__Exercise prompt__. State how many lines of the records below contain the word "target". Reply with the number alone.
** Start Dataset records **
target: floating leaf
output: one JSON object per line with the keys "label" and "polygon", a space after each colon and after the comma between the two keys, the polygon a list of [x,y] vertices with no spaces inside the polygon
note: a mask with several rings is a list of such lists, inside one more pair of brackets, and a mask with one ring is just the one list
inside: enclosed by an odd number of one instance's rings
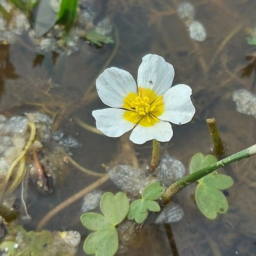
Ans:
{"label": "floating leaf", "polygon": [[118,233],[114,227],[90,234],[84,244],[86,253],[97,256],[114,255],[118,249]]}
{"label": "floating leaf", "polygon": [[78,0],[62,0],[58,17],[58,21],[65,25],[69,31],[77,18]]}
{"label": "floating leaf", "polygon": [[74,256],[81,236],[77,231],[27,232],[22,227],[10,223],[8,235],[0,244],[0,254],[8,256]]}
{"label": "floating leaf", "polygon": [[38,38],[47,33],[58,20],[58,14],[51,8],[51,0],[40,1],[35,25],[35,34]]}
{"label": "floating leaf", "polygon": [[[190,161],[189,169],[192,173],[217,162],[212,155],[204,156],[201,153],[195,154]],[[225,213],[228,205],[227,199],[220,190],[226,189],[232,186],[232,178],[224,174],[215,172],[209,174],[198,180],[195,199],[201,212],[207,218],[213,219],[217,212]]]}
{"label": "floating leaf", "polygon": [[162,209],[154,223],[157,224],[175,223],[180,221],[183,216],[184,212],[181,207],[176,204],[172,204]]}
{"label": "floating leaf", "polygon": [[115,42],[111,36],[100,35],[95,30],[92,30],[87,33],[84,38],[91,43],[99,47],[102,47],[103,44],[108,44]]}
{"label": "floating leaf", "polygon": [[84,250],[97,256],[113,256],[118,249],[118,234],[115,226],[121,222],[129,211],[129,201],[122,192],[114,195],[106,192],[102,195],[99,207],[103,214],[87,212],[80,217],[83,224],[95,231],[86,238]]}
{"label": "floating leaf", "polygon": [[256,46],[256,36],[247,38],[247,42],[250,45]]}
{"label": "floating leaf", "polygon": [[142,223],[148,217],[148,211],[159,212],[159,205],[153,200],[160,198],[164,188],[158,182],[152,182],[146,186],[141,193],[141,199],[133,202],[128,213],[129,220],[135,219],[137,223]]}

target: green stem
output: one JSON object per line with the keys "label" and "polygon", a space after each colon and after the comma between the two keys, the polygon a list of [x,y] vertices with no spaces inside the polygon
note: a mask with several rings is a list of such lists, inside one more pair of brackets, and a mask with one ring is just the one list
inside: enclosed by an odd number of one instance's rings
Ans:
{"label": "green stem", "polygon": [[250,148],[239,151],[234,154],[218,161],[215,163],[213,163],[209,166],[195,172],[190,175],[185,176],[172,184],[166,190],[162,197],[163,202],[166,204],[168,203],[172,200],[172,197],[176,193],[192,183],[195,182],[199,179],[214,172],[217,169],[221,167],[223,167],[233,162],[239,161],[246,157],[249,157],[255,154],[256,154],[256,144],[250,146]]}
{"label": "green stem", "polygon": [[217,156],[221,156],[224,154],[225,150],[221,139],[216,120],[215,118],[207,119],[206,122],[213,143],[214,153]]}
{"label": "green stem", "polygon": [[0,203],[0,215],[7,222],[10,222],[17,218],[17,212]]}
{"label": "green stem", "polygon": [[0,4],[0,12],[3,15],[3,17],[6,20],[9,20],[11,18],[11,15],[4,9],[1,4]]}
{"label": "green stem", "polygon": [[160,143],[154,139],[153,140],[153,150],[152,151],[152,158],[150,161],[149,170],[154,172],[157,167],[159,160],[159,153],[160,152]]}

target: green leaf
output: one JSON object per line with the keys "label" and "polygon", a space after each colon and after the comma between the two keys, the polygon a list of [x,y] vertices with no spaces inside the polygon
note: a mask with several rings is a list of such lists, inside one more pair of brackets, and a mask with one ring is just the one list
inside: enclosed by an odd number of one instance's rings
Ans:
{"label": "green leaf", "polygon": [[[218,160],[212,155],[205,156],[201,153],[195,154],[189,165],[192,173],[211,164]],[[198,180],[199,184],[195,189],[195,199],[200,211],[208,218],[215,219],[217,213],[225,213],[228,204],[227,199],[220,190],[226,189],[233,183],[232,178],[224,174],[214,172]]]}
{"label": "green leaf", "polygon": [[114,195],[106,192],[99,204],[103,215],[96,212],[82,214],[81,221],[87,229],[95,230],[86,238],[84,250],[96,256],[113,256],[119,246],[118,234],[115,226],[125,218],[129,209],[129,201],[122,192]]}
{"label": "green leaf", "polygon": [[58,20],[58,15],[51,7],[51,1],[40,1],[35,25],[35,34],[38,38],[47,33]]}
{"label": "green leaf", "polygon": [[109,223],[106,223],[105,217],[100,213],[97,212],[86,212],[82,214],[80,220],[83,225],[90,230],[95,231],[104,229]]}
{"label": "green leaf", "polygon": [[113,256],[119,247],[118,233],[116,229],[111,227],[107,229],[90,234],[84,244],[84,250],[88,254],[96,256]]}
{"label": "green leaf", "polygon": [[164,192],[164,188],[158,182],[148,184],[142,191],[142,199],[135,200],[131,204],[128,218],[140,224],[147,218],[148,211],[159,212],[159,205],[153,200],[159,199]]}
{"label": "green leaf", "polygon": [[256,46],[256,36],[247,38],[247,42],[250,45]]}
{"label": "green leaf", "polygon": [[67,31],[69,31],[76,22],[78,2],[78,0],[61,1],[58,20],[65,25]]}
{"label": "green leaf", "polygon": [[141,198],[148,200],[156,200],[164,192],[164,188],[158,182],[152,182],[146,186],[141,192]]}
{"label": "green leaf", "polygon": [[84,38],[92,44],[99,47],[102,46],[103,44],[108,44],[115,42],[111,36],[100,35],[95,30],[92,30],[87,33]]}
** End Dataset records **
__Result below__. 3